__TASK TO CARRY OUT__.
Can you rewrite only the entries below from the line containing "of the flower" down to the line containing "x=367 y=217", both included, keeping every request line and increasing each x and y coordinate in the answers by 6?

---------- MATERIAL ----------

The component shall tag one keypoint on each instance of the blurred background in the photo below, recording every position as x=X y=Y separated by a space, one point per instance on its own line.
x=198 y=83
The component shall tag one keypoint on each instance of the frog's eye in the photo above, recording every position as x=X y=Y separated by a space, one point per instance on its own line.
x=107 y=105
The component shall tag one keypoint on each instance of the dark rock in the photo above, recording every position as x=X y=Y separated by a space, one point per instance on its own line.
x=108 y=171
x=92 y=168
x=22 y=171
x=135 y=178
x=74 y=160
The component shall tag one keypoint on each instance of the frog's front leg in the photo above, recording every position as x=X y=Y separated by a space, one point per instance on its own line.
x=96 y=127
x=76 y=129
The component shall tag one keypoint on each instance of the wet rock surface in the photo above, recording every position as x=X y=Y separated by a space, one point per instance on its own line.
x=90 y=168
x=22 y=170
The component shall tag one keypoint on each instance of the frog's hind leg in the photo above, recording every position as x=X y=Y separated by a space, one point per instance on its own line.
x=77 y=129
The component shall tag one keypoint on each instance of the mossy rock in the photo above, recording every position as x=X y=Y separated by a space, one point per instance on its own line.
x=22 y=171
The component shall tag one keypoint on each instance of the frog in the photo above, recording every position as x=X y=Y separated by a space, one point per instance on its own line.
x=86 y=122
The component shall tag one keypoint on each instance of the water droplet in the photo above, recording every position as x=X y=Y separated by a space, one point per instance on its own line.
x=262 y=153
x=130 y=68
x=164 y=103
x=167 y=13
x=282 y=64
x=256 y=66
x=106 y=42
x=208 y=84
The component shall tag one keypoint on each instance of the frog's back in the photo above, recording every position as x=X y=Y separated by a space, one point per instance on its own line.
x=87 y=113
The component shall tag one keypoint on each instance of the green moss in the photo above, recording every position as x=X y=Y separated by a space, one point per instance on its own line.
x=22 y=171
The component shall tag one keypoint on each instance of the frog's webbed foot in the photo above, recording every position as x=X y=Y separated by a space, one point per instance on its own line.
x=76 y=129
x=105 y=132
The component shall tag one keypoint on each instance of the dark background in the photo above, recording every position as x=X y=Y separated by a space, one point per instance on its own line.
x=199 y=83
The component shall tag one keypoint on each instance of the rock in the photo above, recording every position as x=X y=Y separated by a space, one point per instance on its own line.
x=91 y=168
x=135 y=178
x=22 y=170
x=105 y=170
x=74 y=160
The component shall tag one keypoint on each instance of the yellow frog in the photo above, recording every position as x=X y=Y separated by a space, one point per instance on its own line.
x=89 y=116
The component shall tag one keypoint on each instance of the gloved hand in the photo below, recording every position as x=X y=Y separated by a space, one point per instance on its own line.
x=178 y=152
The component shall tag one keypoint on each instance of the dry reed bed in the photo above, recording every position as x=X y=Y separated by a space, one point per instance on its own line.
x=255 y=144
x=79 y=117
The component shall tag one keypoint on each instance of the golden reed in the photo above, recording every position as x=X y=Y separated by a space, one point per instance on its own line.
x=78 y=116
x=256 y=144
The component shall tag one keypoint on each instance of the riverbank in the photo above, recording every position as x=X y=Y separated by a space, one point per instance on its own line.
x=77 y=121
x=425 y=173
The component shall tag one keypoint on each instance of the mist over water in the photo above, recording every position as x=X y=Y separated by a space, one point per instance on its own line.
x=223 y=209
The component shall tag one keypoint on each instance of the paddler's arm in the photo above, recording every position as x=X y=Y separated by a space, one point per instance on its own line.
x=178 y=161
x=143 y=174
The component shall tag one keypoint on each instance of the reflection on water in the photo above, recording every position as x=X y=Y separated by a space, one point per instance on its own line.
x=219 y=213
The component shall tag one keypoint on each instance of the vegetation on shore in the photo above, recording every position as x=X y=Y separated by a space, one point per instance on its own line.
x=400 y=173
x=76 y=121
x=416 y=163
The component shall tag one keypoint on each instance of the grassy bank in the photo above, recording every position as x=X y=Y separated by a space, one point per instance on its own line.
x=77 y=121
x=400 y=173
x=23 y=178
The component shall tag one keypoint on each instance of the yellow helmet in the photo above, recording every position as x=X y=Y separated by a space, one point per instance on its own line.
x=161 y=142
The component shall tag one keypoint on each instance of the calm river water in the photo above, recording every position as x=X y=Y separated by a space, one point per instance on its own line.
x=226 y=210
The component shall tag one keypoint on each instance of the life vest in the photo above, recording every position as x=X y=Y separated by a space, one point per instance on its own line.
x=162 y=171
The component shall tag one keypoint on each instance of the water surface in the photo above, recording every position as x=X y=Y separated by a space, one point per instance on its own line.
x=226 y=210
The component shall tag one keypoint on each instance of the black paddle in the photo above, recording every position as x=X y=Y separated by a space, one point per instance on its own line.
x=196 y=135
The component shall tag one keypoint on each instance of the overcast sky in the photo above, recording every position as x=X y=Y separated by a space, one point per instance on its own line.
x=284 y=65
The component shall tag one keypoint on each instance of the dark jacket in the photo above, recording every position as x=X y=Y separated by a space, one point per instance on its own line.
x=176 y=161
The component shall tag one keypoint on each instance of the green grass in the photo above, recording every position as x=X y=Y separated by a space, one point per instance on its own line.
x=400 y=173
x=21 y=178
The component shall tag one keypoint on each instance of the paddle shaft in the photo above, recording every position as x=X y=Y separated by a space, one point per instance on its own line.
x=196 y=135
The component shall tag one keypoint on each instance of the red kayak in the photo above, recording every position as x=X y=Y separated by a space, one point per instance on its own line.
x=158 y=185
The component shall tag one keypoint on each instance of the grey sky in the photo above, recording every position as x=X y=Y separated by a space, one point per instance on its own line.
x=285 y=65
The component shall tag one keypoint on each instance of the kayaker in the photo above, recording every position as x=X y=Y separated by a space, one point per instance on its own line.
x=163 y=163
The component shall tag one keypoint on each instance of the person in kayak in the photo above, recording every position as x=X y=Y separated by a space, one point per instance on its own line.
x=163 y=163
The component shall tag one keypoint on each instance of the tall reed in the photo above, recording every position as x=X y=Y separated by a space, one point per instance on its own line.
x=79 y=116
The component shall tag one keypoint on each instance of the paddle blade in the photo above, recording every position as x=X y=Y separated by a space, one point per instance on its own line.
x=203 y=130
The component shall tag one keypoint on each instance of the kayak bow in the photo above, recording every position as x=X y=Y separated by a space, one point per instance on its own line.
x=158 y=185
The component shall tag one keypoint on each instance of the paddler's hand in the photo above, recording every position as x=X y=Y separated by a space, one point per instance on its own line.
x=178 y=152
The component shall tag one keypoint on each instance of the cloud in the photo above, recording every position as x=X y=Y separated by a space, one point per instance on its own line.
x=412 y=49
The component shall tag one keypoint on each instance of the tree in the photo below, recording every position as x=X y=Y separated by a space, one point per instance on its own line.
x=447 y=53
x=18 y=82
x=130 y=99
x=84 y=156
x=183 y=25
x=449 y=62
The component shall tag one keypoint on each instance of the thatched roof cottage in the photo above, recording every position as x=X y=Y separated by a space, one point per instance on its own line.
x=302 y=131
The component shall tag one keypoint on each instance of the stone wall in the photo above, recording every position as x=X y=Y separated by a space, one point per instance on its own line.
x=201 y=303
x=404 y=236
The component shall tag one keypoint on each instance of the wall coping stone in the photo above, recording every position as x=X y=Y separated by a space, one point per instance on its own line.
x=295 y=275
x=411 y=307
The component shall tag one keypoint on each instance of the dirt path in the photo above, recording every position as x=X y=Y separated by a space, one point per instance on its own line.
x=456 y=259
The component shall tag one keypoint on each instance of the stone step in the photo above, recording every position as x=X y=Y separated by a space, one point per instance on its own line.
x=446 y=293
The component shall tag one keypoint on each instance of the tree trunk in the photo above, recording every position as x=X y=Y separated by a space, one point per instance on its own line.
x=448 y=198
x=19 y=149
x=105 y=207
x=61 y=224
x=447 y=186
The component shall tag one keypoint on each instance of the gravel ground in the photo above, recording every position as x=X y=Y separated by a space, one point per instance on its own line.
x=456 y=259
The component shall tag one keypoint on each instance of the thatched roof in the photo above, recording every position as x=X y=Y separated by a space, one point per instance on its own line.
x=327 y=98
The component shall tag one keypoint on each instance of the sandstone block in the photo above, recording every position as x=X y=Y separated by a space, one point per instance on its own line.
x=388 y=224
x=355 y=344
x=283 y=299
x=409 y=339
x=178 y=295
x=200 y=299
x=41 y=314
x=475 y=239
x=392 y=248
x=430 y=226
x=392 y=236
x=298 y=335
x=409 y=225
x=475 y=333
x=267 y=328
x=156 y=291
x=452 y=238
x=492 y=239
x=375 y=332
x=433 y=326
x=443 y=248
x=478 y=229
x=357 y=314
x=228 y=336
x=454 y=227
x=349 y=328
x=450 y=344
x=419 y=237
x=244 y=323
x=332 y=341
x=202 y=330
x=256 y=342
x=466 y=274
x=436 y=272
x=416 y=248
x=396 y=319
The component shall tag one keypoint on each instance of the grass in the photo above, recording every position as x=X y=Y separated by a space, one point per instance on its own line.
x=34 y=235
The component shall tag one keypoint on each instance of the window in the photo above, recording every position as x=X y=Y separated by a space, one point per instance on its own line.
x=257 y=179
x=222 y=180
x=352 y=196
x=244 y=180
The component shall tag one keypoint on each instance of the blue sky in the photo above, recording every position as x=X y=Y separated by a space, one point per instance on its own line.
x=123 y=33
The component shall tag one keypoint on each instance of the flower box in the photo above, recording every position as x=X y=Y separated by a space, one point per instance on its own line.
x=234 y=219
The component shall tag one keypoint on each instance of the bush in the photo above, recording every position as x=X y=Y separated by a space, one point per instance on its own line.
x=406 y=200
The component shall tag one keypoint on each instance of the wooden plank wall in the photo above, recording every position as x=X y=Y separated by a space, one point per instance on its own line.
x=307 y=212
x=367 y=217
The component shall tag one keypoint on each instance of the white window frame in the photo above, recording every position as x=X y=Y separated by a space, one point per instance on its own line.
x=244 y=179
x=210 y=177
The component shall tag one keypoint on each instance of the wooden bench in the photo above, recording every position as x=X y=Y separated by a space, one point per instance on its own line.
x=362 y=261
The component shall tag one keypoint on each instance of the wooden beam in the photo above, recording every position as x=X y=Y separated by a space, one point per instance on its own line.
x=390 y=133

----------
---------- MATERIAL ----------

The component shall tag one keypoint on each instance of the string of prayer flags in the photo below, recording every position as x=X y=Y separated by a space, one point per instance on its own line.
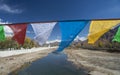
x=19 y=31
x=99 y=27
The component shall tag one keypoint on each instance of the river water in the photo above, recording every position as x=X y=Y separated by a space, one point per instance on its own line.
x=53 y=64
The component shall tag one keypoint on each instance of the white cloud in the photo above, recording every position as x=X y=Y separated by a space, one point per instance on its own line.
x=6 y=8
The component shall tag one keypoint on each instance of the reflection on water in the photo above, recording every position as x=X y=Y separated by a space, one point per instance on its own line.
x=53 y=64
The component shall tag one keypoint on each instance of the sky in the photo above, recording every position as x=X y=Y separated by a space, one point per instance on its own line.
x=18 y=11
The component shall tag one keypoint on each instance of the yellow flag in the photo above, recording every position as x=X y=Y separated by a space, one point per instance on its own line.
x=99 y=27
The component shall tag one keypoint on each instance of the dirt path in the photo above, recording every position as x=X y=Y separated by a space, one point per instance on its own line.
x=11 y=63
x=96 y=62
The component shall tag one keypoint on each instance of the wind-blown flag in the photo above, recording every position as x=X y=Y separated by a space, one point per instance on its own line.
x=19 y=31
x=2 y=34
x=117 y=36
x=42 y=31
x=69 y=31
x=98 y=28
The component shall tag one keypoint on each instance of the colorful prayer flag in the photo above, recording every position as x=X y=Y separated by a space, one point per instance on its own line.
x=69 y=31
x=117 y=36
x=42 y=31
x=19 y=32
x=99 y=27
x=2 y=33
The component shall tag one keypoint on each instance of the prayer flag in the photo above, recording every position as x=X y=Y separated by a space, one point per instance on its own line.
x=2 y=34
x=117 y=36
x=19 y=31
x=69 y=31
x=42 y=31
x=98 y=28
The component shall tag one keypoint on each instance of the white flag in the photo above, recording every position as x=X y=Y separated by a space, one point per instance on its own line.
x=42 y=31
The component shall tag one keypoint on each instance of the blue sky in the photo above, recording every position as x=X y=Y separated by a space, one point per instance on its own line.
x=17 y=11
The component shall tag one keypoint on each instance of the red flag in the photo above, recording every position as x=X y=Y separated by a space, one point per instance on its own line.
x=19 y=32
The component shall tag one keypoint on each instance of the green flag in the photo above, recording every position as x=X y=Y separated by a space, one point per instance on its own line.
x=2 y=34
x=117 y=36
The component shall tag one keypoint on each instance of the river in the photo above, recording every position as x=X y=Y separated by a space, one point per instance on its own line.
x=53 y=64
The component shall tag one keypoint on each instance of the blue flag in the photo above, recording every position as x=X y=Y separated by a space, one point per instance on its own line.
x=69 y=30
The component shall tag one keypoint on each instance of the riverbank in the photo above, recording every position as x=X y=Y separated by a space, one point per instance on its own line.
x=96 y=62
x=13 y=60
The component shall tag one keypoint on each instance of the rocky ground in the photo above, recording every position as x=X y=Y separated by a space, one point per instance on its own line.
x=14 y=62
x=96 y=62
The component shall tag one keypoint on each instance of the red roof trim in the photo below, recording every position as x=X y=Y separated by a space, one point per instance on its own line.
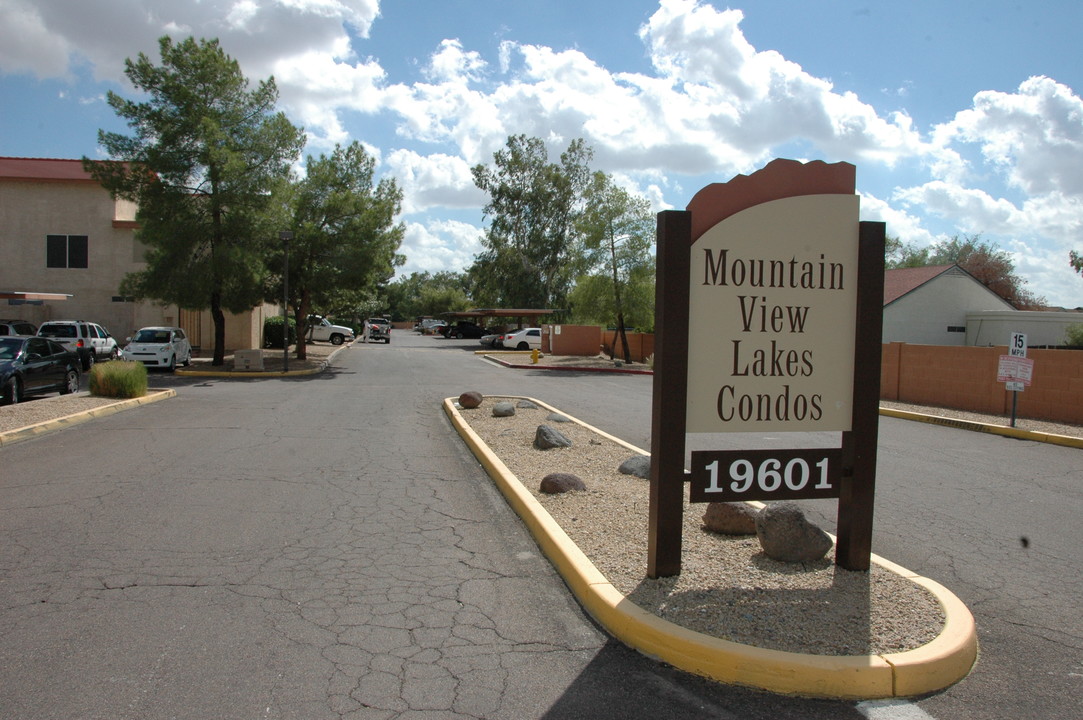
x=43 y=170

----------

__SOLUTION BELOW__.
The component shall tag one keypoint on each instance of the flower box in the photo above, recording every position as x=X y=Y separated by a space, one point per instance on its own line.
x=240 y=225
The component shall tag one keypoint on each instance of the bush in the photo above, recording every position as x=X y=Y separated by a space, one point per instance on its own line.
x=412 y=206
The component shall tag one keypoint on each instance of the wooden plank wall in the photo above, recording every position as x=X y=Y separated by a space, one point per instance on its own line.
x=313 y=218
x=373 y=223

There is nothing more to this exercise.